People are constantly evolving, absorbing more, collecting experiences, and growing. You may look back and see that you’re a different person now than you were 5 years ago, maybe even a few months ago, but it’s not a clean slate. We grow from ourselves and experiences, always having the past with us, as a learning tool and a grounding element. We collect moments, carry on, and let go of what eventually no longer serves us. However, what will no longer serve us has still been important to developments for us because not only have you grown past it, but it is an example of how you will continue to move forward through life and basically “edit” yourself. I don’t think this is necessarily an edit to perfection process, though it could be (perfection in the eyes of the beholder, of course), but a constant process of give and take as our needs and wants change along the course of our life. To be an ever-changing shape shifting force is to be free to experience life instead of trying to make sense of it. To be instead of to figure out. To feel instead of to name. Living without judgement. It is the practise of non-judgement that can assist us in growing further away from the anxious need to define and describe our entire human experience.

(Dataset items)

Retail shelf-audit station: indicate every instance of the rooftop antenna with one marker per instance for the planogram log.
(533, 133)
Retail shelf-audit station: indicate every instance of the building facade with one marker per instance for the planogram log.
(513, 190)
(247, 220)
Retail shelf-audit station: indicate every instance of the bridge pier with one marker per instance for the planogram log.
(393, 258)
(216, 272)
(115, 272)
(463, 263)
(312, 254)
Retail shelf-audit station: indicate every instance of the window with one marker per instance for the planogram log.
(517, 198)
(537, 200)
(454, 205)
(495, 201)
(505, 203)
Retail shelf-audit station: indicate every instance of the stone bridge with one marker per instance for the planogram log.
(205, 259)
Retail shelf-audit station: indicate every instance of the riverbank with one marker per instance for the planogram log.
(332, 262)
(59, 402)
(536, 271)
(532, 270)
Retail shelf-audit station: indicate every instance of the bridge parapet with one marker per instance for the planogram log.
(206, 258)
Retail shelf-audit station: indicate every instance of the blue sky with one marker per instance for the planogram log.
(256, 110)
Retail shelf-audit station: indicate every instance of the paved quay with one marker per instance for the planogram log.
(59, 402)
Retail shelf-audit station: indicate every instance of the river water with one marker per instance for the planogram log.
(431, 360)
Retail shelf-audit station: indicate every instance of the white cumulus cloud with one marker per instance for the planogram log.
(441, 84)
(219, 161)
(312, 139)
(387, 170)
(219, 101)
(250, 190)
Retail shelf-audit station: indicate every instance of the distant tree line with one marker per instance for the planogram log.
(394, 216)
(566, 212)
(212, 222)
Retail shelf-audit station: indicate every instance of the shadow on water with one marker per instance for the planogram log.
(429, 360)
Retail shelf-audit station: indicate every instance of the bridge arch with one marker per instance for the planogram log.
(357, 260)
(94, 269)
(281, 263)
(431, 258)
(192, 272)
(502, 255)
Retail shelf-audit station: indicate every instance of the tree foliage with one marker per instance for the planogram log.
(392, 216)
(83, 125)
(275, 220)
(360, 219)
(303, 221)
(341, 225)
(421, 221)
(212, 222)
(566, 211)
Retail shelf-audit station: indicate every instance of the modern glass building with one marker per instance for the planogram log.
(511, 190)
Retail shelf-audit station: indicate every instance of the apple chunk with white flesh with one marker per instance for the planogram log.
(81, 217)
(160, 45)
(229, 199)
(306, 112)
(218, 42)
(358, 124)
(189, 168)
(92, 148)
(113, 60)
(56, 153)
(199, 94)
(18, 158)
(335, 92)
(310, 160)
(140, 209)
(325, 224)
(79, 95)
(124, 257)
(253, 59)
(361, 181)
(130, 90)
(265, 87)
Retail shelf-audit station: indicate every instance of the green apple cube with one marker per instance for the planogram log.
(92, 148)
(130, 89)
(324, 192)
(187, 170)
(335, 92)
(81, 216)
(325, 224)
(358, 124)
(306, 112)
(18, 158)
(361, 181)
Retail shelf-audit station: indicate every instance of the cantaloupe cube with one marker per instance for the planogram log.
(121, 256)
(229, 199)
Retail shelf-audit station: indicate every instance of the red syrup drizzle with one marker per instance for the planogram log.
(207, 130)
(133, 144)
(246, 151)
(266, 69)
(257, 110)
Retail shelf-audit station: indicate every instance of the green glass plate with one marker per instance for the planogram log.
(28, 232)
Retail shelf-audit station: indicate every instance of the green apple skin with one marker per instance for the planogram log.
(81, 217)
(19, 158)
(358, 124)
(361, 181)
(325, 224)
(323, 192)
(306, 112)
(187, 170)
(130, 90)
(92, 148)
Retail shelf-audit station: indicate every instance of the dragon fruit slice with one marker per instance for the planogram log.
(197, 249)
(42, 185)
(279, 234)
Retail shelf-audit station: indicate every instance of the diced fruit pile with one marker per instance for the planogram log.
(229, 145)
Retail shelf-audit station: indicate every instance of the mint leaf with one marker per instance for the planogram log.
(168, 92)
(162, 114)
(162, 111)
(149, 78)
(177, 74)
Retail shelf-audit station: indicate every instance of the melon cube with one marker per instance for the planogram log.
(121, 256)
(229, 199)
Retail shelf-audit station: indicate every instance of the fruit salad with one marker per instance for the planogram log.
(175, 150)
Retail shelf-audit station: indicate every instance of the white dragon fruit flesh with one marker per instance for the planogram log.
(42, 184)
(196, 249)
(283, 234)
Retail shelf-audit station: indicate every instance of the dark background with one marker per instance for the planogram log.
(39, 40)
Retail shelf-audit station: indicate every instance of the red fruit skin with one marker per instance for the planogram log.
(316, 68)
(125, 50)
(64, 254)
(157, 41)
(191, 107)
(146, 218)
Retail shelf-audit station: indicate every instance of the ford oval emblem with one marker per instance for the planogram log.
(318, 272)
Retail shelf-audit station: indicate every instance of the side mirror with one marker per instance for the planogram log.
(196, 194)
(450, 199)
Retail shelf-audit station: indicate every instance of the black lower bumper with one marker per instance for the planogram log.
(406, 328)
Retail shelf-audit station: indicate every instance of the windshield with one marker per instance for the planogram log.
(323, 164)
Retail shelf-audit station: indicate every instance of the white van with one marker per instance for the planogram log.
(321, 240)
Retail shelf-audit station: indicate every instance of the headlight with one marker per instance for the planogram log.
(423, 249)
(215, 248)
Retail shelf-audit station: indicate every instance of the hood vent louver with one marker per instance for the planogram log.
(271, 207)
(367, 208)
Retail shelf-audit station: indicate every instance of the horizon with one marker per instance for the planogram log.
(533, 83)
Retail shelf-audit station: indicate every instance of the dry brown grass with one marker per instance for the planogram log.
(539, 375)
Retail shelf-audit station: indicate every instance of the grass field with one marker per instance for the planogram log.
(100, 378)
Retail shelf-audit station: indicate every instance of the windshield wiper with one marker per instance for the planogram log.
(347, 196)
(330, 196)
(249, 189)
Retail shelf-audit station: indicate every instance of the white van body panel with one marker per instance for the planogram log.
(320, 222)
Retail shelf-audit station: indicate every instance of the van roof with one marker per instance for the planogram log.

*GOAL*.
List each pair of things the passage on personal growth sets against each other with the words "instead of". The dataset items aren't needed for this work.

*OUTPUT FOR THIS TASK*.
- To experience life, instead of trying to make sense of it
- To be, instead of to figure out
- To feel, instead of to name